Document segment -
..........

BRICK – The Brick Township Municipal Utilities Authority (BTMUA) announced on their website that the 1.6 mile walking path surrounding the reservoir would have a limited reopening on March 17 after being closed for a year due to the COVID-19 pandemic.
The walking path that lines the reservoir’s perimeter is a popular spot with walkers and runners.
Users have been asking the township administration on social media when the path would reopen, but Mayor John G. Ducey has stated on numerous occasions that the township does not have control over the facility since it is owned by the BTMUA.
March 4, 2020 marked the first case of a reported coronavirus case in New Jersey. On March 21, 2020, Governor Phil Murphy signed an executive order that ordered residents to stay at home and businesses to close amid the public health crisis.

..........

Dataset extract -
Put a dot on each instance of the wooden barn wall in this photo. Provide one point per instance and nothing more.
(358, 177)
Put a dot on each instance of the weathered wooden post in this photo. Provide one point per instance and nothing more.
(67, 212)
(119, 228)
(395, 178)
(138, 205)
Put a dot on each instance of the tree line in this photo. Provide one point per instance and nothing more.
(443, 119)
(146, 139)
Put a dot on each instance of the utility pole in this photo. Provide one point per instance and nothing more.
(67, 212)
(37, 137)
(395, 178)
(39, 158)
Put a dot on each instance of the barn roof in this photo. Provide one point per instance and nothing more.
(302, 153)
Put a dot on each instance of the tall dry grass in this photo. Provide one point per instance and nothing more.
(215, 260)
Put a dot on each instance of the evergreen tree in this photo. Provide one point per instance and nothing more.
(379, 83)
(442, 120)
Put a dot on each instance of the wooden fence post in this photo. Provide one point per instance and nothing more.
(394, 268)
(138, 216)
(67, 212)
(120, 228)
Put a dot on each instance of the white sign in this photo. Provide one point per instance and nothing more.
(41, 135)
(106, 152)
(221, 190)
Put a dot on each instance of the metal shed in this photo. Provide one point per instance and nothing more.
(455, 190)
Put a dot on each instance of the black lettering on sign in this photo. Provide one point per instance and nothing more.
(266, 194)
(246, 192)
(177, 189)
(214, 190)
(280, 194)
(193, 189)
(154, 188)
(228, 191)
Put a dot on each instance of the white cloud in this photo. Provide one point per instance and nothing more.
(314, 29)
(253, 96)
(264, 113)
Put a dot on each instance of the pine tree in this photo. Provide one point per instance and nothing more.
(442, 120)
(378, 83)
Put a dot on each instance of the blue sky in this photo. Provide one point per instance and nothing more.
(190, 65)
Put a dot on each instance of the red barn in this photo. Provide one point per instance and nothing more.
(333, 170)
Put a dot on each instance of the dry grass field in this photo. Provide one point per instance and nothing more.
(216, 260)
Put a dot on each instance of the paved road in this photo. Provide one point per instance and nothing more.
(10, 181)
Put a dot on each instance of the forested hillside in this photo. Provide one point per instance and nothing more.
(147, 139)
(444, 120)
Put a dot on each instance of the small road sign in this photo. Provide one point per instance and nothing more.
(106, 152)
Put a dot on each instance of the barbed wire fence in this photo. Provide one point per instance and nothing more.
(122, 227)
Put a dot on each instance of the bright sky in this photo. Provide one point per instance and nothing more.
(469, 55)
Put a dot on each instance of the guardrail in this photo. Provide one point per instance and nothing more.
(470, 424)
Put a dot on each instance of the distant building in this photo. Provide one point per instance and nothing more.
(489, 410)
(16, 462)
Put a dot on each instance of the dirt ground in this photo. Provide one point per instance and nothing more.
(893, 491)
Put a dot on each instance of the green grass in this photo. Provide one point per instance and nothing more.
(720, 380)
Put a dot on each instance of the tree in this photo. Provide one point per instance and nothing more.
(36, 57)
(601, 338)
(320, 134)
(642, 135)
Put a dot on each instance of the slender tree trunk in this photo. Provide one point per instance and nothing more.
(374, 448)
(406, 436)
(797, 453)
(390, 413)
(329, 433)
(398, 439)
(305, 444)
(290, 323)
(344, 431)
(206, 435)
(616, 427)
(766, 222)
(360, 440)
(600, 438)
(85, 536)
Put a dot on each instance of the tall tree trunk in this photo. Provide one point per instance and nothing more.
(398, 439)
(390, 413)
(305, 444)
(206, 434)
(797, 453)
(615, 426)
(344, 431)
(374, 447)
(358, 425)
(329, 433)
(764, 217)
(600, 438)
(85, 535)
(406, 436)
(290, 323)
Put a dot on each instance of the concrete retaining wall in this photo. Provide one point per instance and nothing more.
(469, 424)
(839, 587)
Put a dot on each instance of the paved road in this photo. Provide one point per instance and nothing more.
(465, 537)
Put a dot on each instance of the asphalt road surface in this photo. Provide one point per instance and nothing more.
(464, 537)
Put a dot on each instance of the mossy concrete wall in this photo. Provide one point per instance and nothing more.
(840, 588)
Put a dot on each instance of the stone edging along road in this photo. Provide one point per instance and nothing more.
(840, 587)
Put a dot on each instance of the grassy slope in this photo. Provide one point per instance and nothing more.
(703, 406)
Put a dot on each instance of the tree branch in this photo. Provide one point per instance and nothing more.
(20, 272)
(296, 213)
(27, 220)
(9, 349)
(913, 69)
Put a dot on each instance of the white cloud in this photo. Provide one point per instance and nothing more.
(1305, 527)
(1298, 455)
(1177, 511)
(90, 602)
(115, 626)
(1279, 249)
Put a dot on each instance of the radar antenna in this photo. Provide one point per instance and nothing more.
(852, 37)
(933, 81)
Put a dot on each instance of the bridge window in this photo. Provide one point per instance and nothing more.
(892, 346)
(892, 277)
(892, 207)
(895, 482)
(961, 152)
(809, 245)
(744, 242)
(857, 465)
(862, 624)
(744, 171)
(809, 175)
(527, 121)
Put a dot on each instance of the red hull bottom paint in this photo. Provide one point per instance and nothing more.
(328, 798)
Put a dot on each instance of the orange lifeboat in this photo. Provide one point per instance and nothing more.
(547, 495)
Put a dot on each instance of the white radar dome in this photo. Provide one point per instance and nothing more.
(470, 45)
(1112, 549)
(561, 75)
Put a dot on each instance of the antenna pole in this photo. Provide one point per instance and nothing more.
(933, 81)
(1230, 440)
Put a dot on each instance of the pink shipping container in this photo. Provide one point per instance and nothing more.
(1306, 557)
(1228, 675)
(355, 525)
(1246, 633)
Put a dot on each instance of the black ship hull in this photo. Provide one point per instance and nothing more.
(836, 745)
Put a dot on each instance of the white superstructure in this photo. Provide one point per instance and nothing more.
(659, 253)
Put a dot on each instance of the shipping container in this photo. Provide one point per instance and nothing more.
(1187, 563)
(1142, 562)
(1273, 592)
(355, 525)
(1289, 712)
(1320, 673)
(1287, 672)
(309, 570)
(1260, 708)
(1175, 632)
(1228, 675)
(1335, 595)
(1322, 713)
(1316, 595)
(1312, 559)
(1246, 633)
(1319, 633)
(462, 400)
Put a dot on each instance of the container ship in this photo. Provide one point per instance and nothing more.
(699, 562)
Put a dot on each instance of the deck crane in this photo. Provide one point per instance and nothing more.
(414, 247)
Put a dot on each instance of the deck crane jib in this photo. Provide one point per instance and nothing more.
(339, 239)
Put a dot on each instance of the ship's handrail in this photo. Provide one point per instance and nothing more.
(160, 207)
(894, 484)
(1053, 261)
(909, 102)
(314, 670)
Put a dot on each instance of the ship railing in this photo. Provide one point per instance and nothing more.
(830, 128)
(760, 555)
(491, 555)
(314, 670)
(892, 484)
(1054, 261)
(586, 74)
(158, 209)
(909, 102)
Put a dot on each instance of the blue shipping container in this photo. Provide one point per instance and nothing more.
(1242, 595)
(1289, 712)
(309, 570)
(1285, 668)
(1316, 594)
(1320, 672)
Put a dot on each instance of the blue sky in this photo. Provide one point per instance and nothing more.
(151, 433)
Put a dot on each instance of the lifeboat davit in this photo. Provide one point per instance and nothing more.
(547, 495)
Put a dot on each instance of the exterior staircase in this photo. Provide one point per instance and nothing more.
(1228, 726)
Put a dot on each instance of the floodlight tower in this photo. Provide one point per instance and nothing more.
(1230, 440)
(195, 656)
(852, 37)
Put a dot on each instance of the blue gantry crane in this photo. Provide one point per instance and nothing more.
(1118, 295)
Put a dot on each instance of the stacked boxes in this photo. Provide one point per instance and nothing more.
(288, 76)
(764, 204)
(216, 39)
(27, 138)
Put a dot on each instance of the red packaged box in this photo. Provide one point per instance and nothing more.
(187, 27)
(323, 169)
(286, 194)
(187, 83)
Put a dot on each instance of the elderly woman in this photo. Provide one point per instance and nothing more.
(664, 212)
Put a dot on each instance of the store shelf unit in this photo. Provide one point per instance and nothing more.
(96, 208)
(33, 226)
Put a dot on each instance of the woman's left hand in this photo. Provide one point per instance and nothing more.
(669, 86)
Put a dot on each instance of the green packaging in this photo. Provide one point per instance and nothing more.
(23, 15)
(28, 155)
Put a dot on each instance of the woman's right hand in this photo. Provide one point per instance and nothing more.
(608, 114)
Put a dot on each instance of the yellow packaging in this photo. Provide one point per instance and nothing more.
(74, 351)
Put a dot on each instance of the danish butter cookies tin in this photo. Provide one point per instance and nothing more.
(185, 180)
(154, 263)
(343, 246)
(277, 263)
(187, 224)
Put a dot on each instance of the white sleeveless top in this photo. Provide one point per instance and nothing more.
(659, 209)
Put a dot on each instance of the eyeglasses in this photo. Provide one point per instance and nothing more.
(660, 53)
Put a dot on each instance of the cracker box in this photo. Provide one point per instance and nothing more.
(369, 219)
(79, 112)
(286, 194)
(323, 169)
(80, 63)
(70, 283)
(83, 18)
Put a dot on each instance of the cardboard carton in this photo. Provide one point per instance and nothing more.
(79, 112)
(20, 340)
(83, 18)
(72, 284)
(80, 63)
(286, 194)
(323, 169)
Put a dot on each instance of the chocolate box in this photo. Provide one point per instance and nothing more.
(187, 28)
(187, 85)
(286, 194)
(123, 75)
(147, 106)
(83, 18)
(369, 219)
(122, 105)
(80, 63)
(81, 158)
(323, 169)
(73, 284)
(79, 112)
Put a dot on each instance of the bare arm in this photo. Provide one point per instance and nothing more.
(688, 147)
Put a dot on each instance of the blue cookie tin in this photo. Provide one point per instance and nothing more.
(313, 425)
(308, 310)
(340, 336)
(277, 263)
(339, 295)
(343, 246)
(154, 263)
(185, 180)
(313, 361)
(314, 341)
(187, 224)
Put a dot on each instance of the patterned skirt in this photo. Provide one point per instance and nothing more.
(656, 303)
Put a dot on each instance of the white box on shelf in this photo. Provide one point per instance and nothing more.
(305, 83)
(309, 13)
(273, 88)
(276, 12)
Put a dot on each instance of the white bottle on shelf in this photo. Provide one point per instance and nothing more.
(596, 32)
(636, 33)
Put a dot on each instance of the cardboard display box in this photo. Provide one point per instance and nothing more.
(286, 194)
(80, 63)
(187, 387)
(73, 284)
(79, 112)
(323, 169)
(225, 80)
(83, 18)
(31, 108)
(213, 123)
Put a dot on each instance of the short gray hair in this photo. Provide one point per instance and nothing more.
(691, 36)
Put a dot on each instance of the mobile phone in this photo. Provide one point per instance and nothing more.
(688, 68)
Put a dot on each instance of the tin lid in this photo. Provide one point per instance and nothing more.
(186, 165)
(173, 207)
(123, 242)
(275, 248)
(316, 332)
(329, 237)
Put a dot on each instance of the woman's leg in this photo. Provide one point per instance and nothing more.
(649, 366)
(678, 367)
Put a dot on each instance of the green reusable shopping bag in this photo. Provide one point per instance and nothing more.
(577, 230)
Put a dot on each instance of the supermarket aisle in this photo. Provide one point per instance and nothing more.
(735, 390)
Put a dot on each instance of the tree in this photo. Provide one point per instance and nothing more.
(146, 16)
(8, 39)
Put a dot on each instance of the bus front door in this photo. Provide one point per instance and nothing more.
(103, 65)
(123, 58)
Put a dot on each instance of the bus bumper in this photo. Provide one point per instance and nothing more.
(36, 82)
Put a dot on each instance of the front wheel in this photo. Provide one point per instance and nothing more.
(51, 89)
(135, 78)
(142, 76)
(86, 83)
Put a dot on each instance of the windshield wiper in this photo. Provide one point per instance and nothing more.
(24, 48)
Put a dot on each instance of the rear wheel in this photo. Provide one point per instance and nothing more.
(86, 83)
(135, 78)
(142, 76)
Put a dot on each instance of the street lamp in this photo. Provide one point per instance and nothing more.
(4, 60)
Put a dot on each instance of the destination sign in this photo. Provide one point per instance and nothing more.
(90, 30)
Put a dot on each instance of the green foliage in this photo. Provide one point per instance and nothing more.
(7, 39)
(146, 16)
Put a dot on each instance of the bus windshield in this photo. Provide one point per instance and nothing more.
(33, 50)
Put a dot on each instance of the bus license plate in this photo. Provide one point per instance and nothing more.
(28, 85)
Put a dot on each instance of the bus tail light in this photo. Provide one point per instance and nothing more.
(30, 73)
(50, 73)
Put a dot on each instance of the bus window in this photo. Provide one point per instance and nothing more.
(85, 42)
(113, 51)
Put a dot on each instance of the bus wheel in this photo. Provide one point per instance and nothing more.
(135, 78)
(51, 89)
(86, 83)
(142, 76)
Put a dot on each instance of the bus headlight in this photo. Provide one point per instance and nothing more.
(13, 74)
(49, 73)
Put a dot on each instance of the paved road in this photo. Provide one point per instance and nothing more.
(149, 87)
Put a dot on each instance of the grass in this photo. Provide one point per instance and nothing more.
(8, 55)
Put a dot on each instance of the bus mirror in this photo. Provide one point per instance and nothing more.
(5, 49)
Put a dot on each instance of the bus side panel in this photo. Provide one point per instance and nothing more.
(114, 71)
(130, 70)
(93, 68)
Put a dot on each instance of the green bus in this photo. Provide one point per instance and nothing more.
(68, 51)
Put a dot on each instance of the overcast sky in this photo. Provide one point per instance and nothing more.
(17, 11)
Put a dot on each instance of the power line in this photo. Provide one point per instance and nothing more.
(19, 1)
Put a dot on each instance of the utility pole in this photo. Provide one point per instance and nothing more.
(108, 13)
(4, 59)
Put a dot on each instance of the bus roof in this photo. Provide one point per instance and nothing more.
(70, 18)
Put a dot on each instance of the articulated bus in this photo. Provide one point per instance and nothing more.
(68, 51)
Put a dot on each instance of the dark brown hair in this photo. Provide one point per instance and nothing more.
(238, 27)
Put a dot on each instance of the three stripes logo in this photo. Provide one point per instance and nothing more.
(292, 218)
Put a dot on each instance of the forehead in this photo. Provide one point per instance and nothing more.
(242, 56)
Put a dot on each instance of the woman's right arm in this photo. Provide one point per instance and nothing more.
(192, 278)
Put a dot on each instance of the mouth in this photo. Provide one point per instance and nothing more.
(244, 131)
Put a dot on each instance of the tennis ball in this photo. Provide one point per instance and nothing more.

..........

Complete the following -
- A) Answer these questions from the article about the Brick reservoir walking path, one line each:
(i) How long is the path around the reservoir?
(ii) On what date was the path set to have a limited reopening?
(iii) According to Mayor John G. Ducey, which body owns the facility?
- B) Carry on the article about the Brick reservoir walking path, starting after its last sentence.
The rows are unrelated to the article about the Brick reservoir path.

Answers provided -
- A)
(i) 1.6 miles
(ii) March 17
(iii) The Brick Township Municipal Utilities Authority (BTMUA)

- B)
At the time, Executive Director of the BTMUA Chris A. Theodos said the reservoir would close to the public for safety and social distancing purposes, and the staff there could not control the sanitizing of common areas. There was no mechanism in place to monitor social distancing or to ensure that people would not congregate in large groups, he said.
While the reservoir offers some “park-like activities,” the 120-acre site is not a traditional park and requires additional protections that are not necessarily required of traditional parks since it is primarily a secure water reservoir and a source of safe drinking water, Theodos said.
Since then, most parks have reopened in New Jersey, but the reservoir has remained closed.
“We have always been committed to enforcing the requirements as outlined by the governor and his Executive Orders,” wrote Theodos in a recent email dated March 8. “As the state has loosened its restrictions, we are happy to allow public access to the reservoir on a limited basis. All current safety requirements will be enforced.”
Signs will be posted to enforce COVID-19 restrictions, such as the requirement for social distancing, mask wearing where designated, and other requirements, he said.
While the BTMUA does not intend to police the activity of those using the reservoir, any staff that witnesses unsafe behavior would notify the authorities and the individuals would be asked to leave, he said.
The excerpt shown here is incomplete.